**STATED GOAL:** Can you pull out every line in the rows below that contains the string "post" and copy each one unchanged?

**RECORD EXTRACTS:**
+-------+
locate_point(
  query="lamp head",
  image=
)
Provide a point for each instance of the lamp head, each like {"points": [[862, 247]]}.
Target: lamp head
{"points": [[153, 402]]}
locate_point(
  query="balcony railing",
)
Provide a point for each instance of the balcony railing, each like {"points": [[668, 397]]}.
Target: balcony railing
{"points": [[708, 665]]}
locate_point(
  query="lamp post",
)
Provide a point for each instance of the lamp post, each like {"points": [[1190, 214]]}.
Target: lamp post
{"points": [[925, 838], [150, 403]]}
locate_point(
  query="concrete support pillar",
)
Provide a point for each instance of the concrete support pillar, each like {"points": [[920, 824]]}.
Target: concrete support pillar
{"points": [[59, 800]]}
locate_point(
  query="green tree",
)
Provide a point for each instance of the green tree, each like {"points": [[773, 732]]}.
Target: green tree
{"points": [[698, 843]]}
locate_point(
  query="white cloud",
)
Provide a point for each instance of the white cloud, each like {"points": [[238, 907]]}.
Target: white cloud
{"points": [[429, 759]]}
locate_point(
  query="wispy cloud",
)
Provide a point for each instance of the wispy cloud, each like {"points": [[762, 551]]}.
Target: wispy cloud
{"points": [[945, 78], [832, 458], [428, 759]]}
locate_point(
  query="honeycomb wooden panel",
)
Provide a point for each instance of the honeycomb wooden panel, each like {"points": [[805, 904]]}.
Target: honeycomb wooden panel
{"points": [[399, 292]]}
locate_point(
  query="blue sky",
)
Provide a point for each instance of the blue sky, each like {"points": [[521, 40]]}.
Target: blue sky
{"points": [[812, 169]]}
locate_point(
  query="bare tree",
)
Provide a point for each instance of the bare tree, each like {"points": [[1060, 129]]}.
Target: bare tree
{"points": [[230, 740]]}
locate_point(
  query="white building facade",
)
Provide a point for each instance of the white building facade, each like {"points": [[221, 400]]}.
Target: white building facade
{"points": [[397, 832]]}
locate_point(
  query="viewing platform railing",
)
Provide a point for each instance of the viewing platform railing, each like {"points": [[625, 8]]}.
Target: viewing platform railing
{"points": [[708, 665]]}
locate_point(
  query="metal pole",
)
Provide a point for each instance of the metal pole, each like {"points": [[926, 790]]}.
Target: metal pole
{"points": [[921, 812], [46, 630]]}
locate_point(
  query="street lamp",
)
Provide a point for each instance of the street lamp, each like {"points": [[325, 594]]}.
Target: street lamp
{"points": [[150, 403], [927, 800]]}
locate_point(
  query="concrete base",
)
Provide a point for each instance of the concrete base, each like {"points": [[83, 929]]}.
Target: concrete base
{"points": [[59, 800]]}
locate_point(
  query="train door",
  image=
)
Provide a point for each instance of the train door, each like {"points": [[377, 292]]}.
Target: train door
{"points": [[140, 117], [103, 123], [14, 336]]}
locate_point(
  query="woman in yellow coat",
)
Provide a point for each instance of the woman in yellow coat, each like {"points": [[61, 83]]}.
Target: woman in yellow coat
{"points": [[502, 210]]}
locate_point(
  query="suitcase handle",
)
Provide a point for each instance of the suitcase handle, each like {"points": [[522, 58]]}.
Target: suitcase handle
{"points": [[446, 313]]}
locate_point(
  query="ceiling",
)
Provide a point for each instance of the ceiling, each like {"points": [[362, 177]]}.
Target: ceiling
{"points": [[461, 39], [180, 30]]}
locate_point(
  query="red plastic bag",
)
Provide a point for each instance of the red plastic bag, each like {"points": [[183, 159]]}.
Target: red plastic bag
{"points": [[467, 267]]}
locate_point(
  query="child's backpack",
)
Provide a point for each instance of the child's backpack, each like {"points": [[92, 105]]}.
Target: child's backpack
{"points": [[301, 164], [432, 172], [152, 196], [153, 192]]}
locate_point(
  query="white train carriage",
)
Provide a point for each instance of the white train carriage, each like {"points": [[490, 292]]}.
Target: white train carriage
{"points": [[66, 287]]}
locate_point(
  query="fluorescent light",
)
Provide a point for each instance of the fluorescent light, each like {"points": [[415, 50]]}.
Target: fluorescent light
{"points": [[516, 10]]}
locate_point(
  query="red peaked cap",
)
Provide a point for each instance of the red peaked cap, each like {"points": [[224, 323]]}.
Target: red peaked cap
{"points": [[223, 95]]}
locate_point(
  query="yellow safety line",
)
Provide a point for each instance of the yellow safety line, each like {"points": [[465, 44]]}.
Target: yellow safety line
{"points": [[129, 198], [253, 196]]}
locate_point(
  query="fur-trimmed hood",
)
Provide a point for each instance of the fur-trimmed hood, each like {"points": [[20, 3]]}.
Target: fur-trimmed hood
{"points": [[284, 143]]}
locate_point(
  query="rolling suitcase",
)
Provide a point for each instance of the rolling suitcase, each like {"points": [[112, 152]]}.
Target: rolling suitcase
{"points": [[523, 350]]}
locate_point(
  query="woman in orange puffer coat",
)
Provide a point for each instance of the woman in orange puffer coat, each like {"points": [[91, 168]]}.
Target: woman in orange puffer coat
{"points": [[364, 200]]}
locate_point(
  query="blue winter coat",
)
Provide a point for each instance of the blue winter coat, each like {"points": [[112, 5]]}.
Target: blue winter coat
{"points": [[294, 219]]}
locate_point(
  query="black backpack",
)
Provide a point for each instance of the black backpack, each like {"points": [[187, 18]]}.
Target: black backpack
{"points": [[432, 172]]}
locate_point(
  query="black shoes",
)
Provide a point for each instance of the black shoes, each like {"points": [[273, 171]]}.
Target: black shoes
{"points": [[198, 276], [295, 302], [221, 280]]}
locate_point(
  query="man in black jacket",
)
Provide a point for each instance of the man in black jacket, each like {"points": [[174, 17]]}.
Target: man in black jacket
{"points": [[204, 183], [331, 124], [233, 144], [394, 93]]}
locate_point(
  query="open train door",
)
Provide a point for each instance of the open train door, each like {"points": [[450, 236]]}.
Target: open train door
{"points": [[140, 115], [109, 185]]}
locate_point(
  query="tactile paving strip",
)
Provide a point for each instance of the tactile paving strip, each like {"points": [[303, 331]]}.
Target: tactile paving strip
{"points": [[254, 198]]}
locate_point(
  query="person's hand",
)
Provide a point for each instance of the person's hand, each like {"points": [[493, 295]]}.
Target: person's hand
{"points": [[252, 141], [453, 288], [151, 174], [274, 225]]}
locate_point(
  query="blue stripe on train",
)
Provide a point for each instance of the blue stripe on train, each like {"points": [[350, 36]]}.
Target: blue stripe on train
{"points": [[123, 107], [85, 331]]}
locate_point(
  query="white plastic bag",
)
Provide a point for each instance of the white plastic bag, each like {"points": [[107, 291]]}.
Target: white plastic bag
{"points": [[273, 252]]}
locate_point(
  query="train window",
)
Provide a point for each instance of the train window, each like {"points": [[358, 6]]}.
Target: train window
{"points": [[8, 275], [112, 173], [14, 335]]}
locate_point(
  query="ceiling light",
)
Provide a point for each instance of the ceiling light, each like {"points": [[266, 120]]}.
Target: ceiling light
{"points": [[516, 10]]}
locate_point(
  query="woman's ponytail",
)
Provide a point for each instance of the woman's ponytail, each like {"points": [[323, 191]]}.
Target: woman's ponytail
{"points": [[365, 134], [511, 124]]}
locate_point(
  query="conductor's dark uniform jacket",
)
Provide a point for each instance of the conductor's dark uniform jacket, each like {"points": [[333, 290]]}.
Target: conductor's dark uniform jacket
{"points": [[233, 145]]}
+-------+
**WORKED SOLUTION:**
  query="lamp post",
Provide a point for each instance of the lamp post, each like {"points": [[1190, 214]]}.
Target: lamp post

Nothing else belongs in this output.